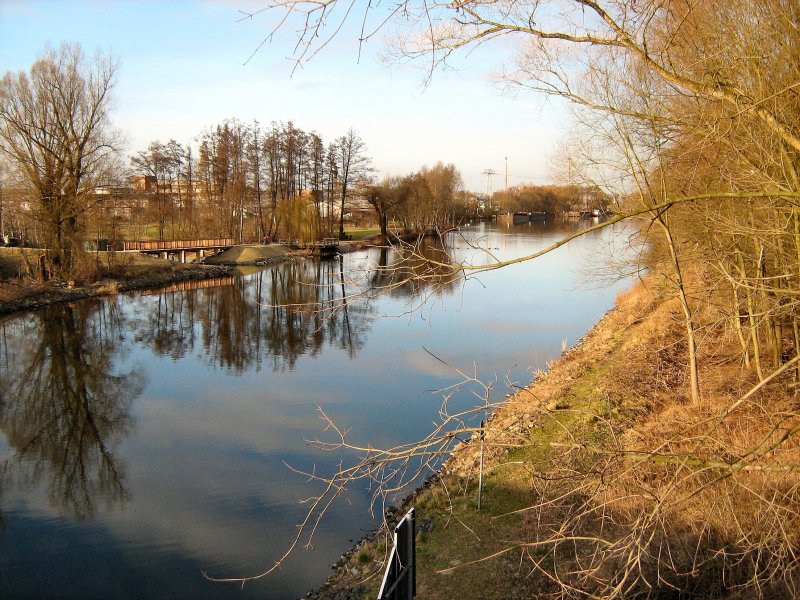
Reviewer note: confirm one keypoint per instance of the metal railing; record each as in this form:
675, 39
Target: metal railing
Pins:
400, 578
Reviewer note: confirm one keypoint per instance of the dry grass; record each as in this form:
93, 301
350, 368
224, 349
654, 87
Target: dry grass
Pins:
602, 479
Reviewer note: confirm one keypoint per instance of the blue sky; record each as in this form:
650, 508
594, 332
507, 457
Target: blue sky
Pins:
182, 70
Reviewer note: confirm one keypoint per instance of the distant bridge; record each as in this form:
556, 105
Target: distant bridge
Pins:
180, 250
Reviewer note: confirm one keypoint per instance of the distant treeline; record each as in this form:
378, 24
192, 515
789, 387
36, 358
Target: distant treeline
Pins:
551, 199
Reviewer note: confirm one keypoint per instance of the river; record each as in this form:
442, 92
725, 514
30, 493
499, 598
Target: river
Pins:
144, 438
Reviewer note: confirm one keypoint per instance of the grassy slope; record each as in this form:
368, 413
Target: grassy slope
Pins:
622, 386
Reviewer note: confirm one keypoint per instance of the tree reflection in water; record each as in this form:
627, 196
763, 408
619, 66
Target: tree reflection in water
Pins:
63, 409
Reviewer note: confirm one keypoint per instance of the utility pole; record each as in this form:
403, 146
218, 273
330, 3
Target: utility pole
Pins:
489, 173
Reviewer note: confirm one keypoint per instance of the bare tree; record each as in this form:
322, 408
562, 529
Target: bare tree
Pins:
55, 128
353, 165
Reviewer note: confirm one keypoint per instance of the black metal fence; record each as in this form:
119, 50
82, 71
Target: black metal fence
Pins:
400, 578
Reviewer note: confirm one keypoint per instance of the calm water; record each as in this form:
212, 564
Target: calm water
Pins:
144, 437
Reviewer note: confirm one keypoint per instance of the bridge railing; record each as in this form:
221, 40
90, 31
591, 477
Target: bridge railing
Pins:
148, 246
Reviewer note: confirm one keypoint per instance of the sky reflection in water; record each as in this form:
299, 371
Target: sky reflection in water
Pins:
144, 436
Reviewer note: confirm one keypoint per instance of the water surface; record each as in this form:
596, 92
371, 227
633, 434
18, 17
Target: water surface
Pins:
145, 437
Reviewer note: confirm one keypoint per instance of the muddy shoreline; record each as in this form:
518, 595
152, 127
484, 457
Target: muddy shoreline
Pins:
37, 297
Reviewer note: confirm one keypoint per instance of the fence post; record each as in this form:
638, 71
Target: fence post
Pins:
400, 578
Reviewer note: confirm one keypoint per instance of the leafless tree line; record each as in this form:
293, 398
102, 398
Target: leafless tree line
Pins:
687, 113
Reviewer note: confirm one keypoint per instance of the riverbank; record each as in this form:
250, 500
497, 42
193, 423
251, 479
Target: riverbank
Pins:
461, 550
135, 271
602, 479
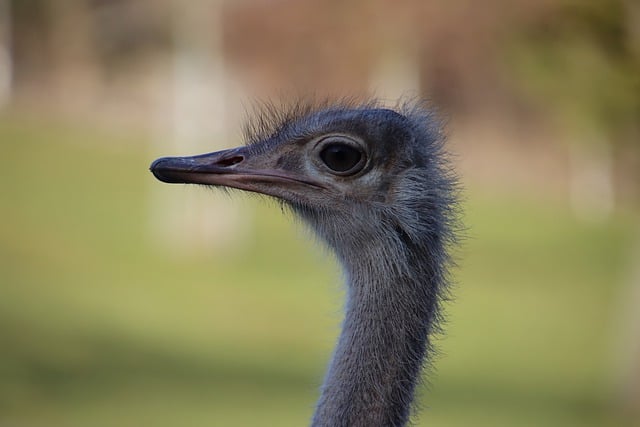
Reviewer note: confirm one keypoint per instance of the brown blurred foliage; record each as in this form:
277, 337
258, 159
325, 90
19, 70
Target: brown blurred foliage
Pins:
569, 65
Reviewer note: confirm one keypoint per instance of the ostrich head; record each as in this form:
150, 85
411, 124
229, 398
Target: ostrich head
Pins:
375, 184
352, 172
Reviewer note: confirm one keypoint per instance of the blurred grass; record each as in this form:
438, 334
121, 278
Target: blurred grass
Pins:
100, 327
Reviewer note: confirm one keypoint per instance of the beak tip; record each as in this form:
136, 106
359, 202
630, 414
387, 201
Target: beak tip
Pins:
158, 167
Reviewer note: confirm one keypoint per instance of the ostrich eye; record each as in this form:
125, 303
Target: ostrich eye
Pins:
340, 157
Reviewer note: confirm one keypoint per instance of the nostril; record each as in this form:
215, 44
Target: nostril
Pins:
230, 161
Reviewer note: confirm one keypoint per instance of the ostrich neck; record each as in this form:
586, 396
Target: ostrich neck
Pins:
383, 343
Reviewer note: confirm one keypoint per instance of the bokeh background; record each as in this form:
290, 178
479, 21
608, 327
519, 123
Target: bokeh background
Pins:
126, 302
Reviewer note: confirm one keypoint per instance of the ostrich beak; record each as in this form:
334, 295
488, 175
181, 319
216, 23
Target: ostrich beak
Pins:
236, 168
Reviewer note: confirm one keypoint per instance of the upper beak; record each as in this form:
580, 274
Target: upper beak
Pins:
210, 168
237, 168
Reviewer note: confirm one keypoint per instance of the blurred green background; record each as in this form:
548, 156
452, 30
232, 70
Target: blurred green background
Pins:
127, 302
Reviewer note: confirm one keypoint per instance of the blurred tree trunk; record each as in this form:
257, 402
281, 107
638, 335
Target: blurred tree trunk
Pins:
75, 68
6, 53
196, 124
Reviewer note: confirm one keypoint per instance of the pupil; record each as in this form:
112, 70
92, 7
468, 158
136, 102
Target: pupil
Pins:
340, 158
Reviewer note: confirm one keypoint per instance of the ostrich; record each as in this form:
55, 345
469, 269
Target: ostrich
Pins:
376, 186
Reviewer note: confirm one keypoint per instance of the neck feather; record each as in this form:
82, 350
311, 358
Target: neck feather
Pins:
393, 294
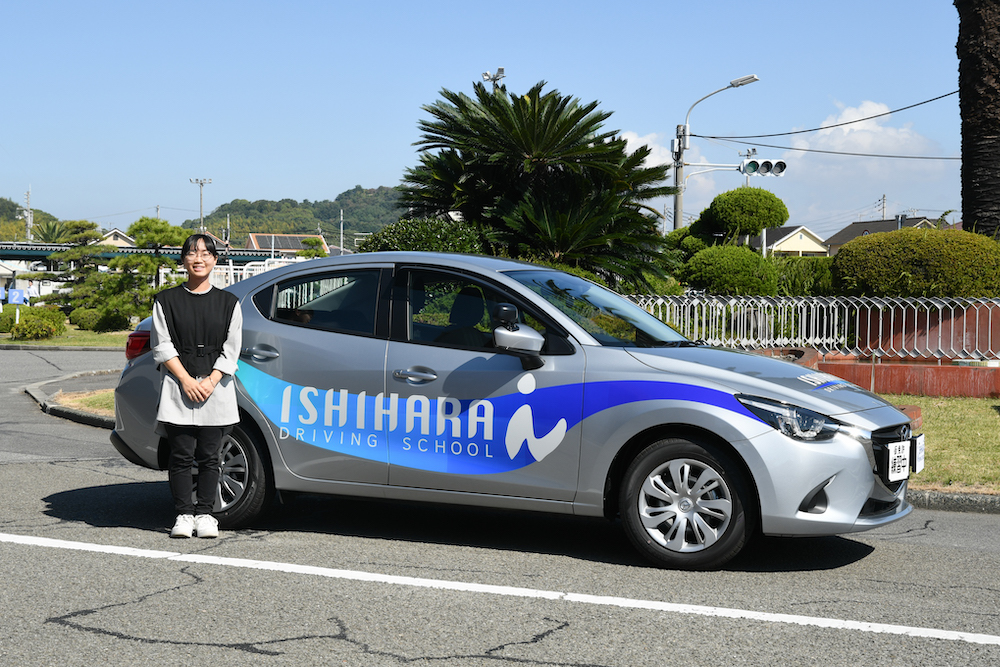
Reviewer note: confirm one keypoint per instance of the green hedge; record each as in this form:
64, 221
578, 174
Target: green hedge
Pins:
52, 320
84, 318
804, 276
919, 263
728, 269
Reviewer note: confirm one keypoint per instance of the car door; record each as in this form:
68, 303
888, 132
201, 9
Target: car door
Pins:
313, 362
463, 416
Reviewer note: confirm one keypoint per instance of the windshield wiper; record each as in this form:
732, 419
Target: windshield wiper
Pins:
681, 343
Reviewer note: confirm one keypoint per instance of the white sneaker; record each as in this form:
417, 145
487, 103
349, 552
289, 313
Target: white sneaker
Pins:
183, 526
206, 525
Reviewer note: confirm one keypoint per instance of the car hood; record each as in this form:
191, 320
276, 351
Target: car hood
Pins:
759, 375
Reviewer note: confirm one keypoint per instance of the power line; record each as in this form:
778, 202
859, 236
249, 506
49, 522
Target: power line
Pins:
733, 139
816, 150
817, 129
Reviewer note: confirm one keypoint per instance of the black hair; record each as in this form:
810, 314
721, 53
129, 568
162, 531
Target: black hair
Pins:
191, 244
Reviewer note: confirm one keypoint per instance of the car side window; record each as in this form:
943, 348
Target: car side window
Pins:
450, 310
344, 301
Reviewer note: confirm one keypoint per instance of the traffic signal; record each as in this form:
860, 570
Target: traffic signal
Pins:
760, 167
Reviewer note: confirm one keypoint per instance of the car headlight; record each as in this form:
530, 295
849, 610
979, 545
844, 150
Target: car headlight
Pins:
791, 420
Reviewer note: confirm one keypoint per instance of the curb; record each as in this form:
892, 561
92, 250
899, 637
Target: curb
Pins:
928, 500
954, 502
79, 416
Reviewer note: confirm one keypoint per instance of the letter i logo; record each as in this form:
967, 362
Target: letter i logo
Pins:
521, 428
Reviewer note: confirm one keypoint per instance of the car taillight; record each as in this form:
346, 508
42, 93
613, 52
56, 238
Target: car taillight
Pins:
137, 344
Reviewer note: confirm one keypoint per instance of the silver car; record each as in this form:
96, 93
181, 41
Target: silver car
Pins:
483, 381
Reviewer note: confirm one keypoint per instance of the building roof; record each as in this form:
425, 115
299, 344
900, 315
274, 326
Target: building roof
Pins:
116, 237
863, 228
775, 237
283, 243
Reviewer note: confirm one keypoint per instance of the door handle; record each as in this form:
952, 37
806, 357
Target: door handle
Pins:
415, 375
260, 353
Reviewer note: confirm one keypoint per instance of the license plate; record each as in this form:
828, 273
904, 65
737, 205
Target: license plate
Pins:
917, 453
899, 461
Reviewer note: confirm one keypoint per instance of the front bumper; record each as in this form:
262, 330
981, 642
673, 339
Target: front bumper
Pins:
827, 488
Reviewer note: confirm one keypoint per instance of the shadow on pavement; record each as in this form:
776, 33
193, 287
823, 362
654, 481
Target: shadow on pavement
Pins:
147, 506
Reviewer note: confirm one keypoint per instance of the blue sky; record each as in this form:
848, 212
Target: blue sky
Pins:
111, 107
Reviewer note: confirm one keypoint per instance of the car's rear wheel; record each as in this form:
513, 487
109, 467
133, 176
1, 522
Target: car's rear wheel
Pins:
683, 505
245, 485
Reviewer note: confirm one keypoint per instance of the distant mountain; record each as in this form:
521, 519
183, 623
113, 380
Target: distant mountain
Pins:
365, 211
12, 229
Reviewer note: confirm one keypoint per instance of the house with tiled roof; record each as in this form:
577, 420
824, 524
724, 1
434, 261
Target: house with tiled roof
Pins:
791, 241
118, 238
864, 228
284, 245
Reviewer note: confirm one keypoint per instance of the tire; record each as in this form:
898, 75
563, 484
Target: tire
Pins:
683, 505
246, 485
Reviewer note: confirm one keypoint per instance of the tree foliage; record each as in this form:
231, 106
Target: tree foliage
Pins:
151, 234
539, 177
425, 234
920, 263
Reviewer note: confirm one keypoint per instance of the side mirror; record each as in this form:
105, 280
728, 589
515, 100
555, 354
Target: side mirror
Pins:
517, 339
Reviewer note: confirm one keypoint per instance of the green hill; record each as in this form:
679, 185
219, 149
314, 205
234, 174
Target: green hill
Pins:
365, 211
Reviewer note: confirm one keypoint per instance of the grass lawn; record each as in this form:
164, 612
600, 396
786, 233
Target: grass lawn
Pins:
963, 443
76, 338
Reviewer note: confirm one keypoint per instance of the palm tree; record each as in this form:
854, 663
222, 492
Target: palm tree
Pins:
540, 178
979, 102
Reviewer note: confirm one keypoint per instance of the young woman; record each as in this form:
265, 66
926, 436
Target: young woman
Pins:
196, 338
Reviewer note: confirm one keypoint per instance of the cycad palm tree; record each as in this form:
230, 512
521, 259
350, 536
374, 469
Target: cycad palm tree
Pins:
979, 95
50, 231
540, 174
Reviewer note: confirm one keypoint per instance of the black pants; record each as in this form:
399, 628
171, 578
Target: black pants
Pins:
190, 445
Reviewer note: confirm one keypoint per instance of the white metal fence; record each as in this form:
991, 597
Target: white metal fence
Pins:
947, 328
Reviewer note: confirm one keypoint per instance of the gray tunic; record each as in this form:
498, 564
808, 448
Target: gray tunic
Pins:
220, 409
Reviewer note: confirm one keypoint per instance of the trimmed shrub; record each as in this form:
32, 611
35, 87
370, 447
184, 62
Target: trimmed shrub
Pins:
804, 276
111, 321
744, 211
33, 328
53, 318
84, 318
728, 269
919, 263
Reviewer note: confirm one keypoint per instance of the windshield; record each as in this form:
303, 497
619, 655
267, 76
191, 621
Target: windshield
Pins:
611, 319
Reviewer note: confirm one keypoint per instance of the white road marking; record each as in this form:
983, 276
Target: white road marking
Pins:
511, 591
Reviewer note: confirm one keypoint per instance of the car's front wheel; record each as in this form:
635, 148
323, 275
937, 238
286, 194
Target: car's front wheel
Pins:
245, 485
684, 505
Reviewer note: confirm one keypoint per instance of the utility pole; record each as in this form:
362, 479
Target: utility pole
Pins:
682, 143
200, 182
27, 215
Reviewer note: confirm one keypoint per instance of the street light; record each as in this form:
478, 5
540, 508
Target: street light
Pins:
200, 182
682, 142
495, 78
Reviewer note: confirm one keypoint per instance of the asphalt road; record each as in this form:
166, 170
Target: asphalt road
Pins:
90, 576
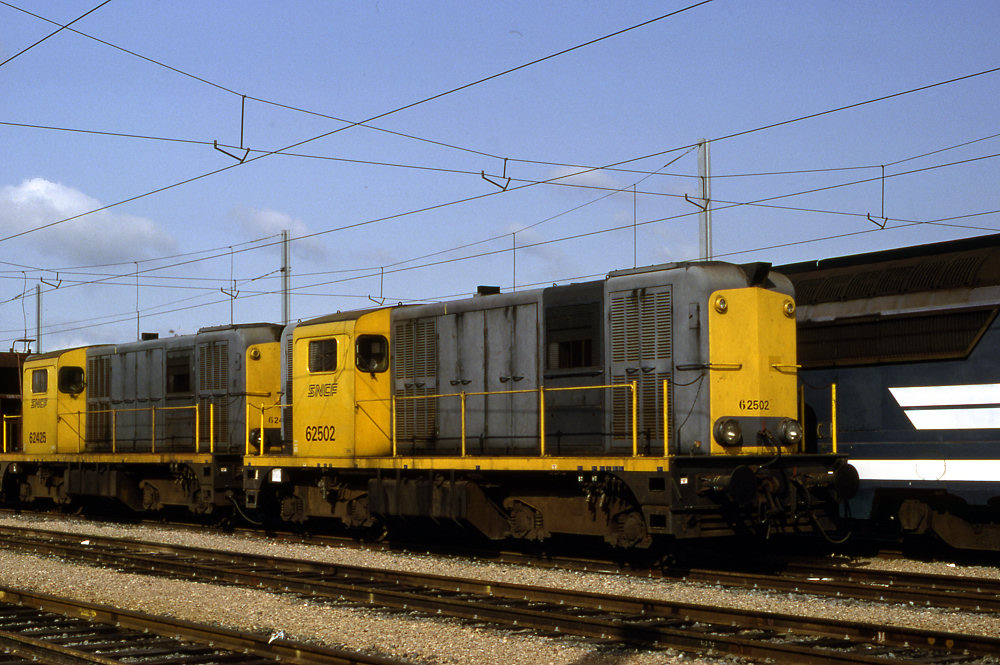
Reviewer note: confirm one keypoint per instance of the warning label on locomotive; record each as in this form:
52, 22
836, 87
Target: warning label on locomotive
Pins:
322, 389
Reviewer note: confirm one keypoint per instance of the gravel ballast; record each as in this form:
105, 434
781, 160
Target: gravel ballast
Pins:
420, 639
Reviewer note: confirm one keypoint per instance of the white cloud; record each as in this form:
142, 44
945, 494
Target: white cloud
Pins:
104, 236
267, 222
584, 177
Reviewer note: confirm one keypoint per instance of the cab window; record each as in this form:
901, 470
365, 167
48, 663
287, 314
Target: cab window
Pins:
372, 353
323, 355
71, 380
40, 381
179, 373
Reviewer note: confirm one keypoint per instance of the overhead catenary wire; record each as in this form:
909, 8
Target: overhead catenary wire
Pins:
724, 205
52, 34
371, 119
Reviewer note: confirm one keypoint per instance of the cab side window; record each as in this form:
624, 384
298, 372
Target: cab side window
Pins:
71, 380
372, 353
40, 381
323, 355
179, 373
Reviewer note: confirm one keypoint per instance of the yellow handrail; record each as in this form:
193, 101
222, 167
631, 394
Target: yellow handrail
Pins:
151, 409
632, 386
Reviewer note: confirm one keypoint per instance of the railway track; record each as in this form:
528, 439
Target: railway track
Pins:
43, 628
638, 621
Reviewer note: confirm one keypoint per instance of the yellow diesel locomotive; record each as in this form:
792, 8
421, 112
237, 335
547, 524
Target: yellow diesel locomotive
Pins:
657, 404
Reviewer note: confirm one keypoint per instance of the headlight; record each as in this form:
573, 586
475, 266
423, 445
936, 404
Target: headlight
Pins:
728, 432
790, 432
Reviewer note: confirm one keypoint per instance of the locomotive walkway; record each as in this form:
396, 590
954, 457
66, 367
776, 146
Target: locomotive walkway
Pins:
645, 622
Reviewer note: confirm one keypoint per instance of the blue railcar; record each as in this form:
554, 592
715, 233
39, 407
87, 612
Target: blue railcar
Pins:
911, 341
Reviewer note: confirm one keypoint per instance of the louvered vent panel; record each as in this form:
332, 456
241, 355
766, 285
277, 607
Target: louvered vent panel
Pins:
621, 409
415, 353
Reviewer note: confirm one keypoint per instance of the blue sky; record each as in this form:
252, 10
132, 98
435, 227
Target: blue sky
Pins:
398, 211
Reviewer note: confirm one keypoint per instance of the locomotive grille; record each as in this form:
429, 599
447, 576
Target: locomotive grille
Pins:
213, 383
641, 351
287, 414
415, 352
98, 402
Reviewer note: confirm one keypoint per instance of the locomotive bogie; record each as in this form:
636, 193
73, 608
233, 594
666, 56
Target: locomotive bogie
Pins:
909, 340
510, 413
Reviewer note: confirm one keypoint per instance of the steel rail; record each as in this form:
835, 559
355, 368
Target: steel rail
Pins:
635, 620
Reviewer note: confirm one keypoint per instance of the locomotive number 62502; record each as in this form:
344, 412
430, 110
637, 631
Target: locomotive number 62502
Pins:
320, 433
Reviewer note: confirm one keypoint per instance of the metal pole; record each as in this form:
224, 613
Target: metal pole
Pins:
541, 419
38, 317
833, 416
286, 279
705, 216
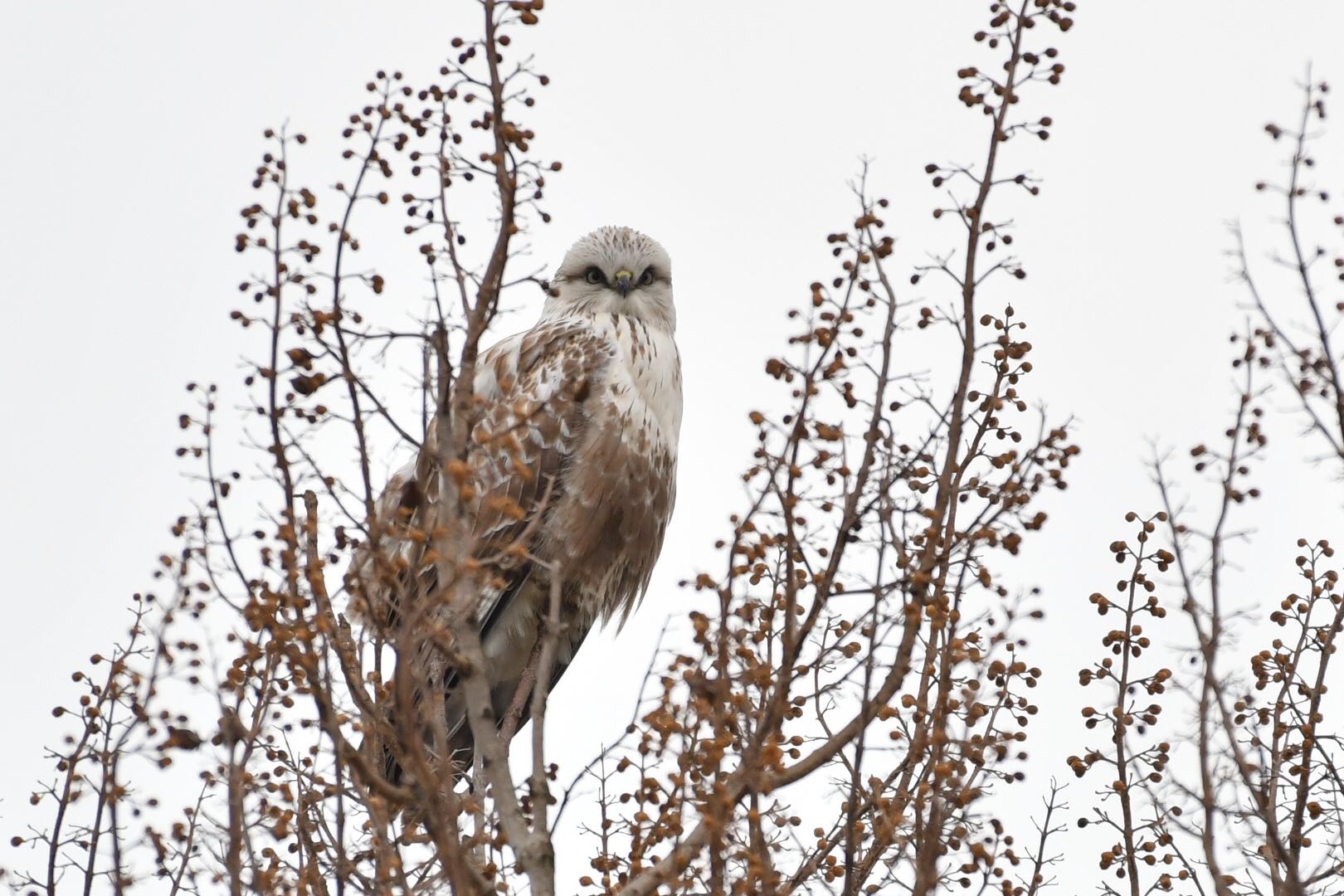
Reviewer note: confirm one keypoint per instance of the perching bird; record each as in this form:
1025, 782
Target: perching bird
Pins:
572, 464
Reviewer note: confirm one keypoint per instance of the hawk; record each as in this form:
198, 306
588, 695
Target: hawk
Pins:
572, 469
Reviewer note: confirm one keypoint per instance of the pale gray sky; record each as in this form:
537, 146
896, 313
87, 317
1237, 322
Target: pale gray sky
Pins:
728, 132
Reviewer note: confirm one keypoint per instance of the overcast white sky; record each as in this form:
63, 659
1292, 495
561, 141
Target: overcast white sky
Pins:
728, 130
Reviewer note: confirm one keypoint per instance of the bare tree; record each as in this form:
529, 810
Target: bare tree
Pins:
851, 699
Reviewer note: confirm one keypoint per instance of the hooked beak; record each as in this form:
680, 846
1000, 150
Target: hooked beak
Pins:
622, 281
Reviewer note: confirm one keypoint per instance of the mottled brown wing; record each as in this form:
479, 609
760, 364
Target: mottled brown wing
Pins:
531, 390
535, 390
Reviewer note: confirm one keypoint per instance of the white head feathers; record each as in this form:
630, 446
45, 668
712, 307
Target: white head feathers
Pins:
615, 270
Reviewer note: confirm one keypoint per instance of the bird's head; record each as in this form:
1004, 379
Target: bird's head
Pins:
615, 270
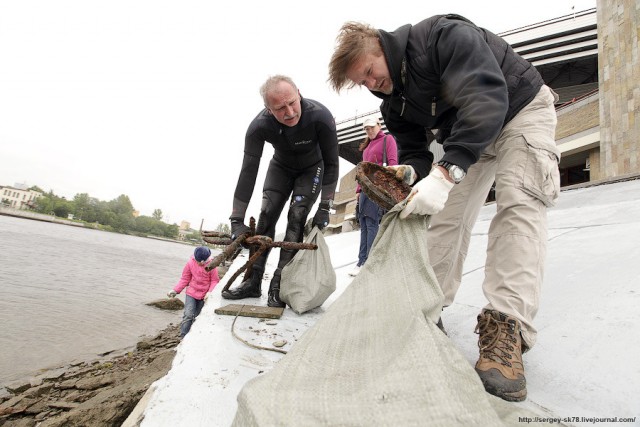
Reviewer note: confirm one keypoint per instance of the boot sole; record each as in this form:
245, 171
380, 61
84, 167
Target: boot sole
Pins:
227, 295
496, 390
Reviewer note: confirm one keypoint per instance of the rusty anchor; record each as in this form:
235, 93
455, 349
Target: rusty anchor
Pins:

• [INSTRUCTIONS TO FOLLOW]: All lines from the one holding "the locomotive number" to the end of the listing above need to be duplicated exactly. None of the pictures should be included.

• [REPLY TO THE TASK]:
Reviewer note: confirm one keypoint per instance of the locomotive number 62502; record each as in this form:
344, 412
430, 110
637, 631
Target: locomotive number 62502
Pins:
320, 433
Reviewer note: confirm one keypoint per instance of the metal pole; record each as in this form:
224, 613
Target: metal pole
Pins:
541, 419
38, 317
833, 416
286, 279
705, 216
Reviewer note: confirm one keypoint per instance of the perching bird; record each as in this form:
1025, 782
Target: perching bird
Pins:
572, 464
Reviewer note: confirm one keypoint per instance of the hawk; record each as in this form:
198, 306
588, 695
Target: hawk
Pins:
572, 469
Reviewer note: confirm one keypoint per instance of the pale gray sky; record each as in this form:
537, 146
896, 313
87, 317
1237, 322
Target: pale gray sky
Pins:
728, 132
Reviewer note: confirm one keypoint per instance of the overcast white sky; record each as in this form:
63, 659
1292, 495
561, 141
Target: overcast white sky
Pins:
728, 130
Reviewer note: confirm one keypoint per instance of the bare tree; record each as in this form:
529, 810
Target: bare tree
Pins:
851, 699
Reviewer note: confirm one keypoint per instance of the hooked beak; record each as in this form:
680, 846
1000, 150
Target: hooked beak
Pins:
622, 281
Reviewer note: confirm one keypoint per instance of the mottled brown wing; record each as in this form:
479, 609
760, 364
Target: mottled brown wing
Pins:
531, 390
535, 390
Reviewer note: confirm one keypoint per instance of the white head feathers; record each as in this form:
630, 446
45, 668
712, 307
Target: white head feathers
Pins:
615, 270
Reviewer note: confirm one keypoint per instance of the bird's head; record each as in this form:
1004, 379
Target: bird's head
Pins:
615, 270
Reviewer note: confirm one keypoint per instance of the boot sole; record each as in this form:
245, 171
380, 61
84, 167
Target: boot sole
Pins:
227, 295
496, 390
Reviewer note: confirm one keypoint per instance of the rusty anchor; record each as in this form:
235, 93
455, 349
Target: rusty anchor
Pins:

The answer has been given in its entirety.